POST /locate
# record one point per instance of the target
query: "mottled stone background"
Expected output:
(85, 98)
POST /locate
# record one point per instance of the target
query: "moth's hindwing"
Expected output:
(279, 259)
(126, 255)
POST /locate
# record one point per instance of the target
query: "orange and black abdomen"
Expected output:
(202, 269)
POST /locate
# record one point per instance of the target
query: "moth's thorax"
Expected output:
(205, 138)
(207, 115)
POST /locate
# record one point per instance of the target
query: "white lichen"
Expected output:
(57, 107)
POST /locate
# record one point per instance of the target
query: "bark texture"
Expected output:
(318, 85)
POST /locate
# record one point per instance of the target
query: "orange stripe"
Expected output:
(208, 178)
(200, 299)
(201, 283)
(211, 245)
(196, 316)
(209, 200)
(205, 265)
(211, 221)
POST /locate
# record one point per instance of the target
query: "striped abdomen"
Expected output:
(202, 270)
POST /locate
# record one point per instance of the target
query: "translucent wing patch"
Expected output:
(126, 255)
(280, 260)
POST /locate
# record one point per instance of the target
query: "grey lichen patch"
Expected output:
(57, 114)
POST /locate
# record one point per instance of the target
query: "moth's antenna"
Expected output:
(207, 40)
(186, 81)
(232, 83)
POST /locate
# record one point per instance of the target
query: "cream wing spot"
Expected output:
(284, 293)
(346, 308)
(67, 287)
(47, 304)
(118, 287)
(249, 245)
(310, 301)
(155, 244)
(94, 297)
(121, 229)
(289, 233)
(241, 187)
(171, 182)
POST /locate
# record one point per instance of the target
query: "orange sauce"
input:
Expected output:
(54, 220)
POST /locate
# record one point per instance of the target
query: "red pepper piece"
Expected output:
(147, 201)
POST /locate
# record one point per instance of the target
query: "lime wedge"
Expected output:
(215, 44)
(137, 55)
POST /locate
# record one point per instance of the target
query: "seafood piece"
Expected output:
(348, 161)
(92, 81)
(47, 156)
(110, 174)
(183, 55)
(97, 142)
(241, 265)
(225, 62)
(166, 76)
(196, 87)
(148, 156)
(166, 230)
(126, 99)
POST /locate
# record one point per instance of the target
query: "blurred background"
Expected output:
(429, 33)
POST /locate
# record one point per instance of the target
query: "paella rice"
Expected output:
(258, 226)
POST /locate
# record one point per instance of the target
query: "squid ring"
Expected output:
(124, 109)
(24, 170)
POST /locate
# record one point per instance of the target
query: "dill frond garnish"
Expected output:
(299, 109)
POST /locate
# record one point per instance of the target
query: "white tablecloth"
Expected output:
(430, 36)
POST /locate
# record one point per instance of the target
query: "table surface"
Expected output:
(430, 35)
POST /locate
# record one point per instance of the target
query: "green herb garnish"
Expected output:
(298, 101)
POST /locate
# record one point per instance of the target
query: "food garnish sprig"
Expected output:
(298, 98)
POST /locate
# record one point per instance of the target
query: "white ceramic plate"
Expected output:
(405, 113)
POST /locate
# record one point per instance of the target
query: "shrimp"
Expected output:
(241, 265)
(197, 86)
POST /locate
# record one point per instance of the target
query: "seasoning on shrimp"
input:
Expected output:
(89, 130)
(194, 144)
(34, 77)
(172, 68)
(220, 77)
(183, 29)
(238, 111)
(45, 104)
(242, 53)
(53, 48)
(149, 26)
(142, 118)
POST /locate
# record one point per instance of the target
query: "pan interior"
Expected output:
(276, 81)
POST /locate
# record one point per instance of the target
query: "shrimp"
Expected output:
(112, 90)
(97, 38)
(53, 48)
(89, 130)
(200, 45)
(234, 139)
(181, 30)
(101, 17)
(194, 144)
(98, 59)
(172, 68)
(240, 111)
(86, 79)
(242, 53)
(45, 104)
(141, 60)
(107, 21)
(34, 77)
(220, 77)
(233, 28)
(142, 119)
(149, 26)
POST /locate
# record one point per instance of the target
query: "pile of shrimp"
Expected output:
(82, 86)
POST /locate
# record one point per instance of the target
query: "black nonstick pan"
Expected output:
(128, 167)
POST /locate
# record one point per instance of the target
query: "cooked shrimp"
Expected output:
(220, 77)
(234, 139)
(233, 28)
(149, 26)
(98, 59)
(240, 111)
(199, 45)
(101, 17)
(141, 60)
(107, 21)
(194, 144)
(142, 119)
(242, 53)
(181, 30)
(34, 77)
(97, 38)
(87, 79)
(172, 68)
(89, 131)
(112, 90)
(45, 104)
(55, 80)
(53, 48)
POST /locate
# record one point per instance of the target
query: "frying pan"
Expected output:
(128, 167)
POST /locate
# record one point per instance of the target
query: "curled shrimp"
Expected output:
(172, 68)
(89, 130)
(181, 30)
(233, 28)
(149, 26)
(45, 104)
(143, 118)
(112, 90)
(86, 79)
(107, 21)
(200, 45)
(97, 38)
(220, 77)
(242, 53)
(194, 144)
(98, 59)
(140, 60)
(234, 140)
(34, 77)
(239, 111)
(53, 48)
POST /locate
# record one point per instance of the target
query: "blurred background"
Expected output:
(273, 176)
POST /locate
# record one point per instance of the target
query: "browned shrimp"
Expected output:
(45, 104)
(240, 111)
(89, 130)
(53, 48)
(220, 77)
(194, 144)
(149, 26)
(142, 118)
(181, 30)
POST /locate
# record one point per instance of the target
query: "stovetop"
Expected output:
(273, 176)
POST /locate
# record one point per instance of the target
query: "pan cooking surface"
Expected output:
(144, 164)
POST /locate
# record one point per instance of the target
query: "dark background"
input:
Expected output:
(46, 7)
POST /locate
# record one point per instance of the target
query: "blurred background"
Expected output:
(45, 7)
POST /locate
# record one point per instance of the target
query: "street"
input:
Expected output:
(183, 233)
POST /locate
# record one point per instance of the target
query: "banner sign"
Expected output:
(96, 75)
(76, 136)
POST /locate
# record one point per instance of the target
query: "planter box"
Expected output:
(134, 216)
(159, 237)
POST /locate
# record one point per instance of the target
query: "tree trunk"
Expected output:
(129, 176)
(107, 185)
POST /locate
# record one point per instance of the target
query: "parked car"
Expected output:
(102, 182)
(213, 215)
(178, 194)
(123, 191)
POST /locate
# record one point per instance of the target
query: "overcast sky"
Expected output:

# Requirements
Reproduce each entry exactly, leaving out nothing.

# Output of the task
POST /locate
# record one point per instance of the target
query: "mottled stone background"
Expected output:
(85, 98)
POST /locate
# record one point per instance of the target
query: "moth's hindwing"
Expected output:
(279, 259)
(126, 255)
POST /locate
# record one point per instance of the target
query: "orange and black abdomen"
Expected output:
(202, 269)
POST /locate
# record one point per instance of the target
query: "moth's thorax"
Expected output:
(205, 138)
(207, 115)
POST /locate
# record one point per instance of the target
query: "white lichen"
Expected output:
(57, 107)
POST /locate
# record one point per instance of the target
query: "bark texture"
Expected output:
(318, 85)
POST /locate
# record one point per instance of the target
query: "orange stripe"
Expected output:
(208, 178)
(200, 299)
(201, 283)
(211, 245)
(196, 316)
(209, 200)
(205, 265)
(211, 221)
POST /locate
# record one point per instance of the target
query: "striped abdomen"
Expected output:
(202, 270)
POST /locate
# record one point per instance of the target
query: "translucent wing patch"
Expected output:
(126, 255)
(280, 260)
POST /locate
# record one point per instance of the target
query: "grey lichen patch"
Expected output:
(57, 114)
POST /locate
# record one point per instance of the target
query: "moth's antenna"
Expected output:
(207, 40)
(186, 81)
(232, 83)
POST /locate
# record one point per instance of the target
query: "cream wing spot"
Expected output:
(284, 293)
(346, 308)
(67, 287)
(47, 304)
(118, 287)
(249, 245)
(310, 301)
(155, 244)
(94, 297)
(121, 229)
(289, 233)
(241, 187)
(171, 182)
POST /locate
# record one point per instance of the target
query: "orange sauce"
input:
Expected output:
(54, 220)
POST /locate
# record one point per instance of the target
query: "red pepper piece"
Expected output:
(147, 201)
POST /locate
# record one point per instance of the target
query: "lime wedge"
Expected output:
(215, 44)
(137, 55)
POST /locate
# record one point per instance of the target
query: "seafood piece"
Expected output:
(348, 161)
(92, 81)
(47, 156)
(110, 174)
(183, 55)
(97, 142)
(241, 265)
(225, 62)
(166, 76)
(196, 87)
(148, 156)
(166, 230)
(126, 99)
POST /locate
# record one point per instance of the target
query: "blurred background"
Expected output:
(429, 33)
POST /locate
# record one point per instance of the target
query: "paella rice"
Expected output:
(258, 226)
POST /locate
# record one point per instance of the target
query: "squid ring"
Expected output:
(124, 109)
(24, 170)
POST /locate
# record one point per instance of the target
query: "dill frond garnish"
Expected output:
(299, 109)
POST /locate
# record one point per instance of the target
query: "white tablecloth"
Expected output:
(430, 36)
POST /locate
# record one point per instance of the target
query: "table surface"
Expected output:
(430, 35)
POST /locate
# record one point per instance of the target
query: "green herb garnish"
Expected output:
(298, 101)
POST /locate
# record one point per instance of the target
query: "food garnish sprig"
Expected output:
(298, 98)
POST /locate
# record one point per instance of the target
query: "white ceramic plate"
Expected output:
(405, 113)
POST /locate
# record one point per instance of the target
query: "shrimp"
Expected output:
(241, 265)
(197, 86)
POST /locate
# record one point per instance of the target
query: "seasoning on shrimp"
input:
Expected output:
(89, 130)
(194, 144)
(34, 77)
(172, 68)
(220, 77)
(183, 29)
(238, 111)
(45, 104)
(242, 53)
(53, 48)
(149, 26)
(142, 118)
POST /locate
# record one point per instance of the target
query: "pan interior"
Expected output:
(276, 81)
POST /locate
# record one point per instance of the target
query: "shrimp"
Expected output:
(112, 90)
(97, 38)
(53, 48)
(89, 130)
(200, 45)
(234, 139)
(181, 30)
(101, 17)
(194, 144)
(98, 59)
(172, 68)
(240, 111)
(86, 79)
(242, 53)
(45, 104)
(141, 60)
(107, 21)
(34, 77)
(220, 77)
(233, 28)
(142, 119)
(149, 26)
POST /locate
# record one point per instance of the target
query: "pile of shrimp"
Expected output:
(82, 86)
POST /locate
# record one point per instance of the target
query: "black nonstick pan"
Expected output:
(128, 167)
POST /locate
# record one point per instance of the target
query: "cooked shrimp"
Expected output:
(220, 77)
(234, 139)
(233, 28)
(149, 26)
(98, 59)
(240, 111)
(199, 45)
(101, 17)
(141, 60)
(107, 21)
(194, 144)
(142, 119)
(242, 53)
(181, 30)
(34, 77)
(97, 38)
(87, 79)
(172, 68)
(89, 131)
(112, 90)
(45, 104)
(55, 80)
(53, 48)
POST /locate
# record one point per instance of the target
query: "frying pan"
Expected output:
(128, 167)
POST /locate
# record one point per instance of the target
query: "curled shrimp"
Expected output:
(172, 68)
(89, 130)
(181, 30)
(233, 28)
(149, 26)
(45, 104)
(143, 118)
(112, 90)
(86, 79)
(107, 21)
(200, 45)
(97, 38)
(220, 77)
(242, 53)
(194, 144)
(98, 59)
(140, 60)
(234, 140)
(34, 77)
(239, 111)
(53, 48)
POST /locate
# record one point per instance of the target
query: "blurred background"
Expected output:
(273, 176)
POST /locate
# record one point per instance of the target
query: "browned shrimp"
Expected output:
(45, 104)
(240, 111)
(89, 130)
(53, 48)
(220, 77)
(194, 144)
(149, 26)
(142, 118)
(181, 30)
POST /locate
# record one point per instance of the target
query: "stovetop"
Expected output:
(273, 176)
POST /locate
# record one point per instance of the target
query: "pan cooking surface"
Expected output:
(144, 164)
POST /locate
# record one point per instance of the target
query: "dark background"
input:
Expected output:
(46, 7)
POST /locate
# record one point per instance of the target
query: "blurred background"
Expected output:
(45, 7)
POST /locate
# record one point per instance of the target
query: "street"
input:
Expected output:
(183, 233)
POST /locate
# record one point per instance of the target
query: "banner sign"
Expected output:
(96, 75)
(76, 136)
POST /locate
# record one point per instance of the target
query: "planter box"
Expected output:
(134, 216)
(159, 237)
POST /locate
# record one point per instance of the target
query: "tree trunk"
Expected output:
(129, 176)
(107, 185)
POST /locate
# record one point per instance of the target
query: "parked car"
Expected output:
(102, 182)
(213, 215)
(178, 194)
(123, 191)
POST /locate
# record one point per instance of the target
query: "overcast sky"
Expected output:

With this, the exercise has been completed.